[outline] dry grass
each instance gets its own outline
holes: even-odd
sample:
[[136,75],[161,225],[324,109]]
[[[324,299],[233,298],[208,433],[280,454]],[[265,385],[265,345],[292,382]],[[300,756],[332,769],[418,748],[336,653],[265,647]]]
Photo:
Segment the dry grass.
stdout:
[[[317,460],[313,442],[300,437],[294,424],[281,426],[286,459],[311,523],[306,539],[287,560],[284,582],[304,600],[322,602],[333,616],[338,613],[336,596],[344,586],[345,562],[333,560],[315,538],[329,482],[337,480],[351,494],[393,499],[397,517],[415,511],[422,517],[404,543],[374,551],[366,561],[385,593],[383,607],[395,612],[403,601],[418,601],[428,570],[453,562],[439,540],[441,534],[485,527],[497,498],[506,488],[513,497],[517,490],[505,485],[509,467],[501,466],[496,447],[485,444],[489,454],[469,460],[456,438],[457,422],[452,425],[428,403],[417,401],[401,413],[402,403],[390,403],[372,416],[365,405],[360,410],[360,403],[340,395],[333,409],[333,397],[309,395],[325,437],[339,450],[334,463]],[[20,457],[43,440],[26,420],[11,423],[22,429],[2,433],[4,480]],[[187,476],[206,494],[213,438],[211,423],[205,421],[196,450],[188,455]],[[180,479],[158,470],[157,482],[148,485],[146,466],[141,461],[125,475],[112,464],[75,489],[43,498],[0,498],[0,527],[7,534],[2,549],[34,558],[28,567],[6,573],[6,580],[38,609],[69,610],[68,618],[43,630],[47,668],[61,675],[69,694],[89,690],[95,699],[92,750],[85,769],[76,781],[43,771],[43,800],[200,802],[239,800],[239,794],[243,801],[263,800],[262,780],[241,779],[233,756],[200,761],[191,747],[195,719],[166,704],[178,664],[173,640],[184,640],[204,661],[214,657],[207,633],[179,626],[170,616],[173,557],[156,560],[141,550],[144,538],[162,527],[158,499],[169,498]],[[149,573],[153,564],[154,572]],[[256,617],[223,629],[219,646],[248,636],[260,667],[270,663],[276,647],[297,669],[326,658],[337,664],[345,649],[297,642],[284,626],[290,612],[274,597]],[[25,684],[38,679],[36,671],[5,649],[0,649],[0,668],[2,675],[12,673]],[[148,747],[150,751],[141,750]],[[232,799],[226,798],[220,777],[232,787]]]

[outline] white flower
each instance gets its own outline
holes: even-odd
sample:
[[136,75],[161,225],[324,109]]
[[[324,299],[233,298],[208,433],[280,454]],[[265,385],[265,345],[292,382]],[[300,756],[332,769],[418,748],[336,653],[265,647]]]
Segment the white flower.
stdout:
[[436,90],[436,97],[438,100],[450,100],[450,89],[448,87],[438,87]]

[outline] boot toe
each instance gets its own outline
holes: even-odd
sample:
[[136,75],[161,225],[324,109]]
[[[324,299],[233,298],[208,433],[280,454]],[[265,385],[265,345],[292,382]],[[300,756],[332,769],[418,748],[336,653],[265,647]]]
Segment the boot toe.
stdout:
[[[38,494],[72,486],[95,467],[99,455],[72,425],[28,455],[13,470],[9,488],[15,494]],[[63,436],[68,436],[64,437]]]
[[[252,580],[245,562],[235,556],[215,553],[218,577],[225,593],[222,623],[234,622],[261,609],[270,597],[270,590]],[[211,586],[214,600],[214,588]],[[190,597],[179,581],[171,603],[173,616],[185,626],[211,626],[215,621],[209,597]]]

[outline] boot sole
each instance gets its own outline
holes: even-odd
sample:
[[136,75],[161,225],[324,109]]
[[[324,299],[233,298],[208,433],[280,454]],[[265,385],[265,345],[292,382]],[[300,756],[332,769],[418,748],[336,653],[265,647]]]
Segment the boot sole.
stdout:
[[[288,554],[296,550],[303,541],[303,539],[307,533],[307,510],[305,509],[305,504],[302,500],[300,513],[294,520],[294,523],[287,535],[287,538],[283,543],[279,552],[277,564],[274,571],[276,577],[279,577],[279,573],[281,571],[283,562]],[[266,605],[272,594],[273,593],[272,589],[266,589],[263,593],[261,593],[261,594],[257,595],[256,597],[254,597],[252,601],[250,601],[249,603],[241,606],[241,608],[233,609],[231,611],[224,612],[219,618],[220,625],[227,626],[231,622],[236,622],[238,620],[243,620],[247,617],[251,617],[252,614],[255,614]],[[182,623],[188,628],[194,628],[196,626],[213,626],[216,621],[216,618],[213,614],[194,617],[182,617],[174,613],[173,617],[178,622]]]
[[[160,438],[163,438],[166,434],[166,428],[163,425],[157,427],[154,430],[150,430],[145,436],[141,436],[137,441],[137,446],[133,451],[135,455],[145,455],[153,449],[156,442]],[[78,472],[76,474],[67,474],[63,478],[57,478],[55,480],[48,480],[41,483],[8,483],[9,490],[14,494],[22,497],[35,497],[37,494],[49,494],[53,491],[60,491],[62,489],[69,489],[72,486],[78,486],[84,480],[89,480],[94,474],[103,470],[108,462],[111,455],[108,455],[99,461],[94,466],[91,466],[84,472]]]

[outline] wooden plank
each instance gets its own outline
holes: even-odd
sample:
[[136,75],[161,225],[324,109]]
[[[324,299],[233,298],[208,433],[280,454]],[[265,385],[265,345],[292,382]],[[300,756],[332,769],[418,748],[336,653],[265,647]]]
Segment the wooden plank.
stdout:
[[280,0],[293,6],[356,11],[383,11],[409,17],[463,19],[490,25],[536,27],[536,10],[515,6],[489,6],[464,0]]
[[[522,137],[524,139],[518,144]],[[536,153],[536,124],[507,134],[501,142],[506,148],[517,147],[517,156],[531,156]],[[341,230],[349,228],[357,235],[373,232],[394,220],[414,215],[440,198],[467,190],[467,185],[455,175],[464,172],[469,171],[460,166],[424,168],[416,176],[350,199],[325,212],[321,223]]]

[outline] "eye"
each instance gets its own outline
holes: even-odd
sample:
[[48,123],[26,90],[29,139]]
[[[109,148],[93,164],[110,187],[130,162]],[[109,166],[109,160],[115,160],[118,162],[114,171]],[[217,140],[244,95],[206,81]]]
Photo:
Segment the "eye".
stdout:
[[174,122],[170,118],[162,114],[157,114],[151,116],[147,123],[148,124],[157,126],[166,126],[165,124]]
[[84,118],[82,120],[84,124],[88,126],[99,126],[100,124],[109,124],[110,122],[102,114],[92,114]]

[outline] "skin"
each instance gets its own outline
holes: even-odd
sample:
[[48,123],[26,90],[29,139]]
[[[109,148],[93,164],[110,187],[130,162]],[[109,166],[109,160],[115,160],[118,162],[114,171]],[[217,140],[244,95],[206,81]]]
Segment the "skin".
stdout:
========
Identify each line of the records above that contains the word "sole", and copy those lines.

[outline] boot sole
Segment the boot sole.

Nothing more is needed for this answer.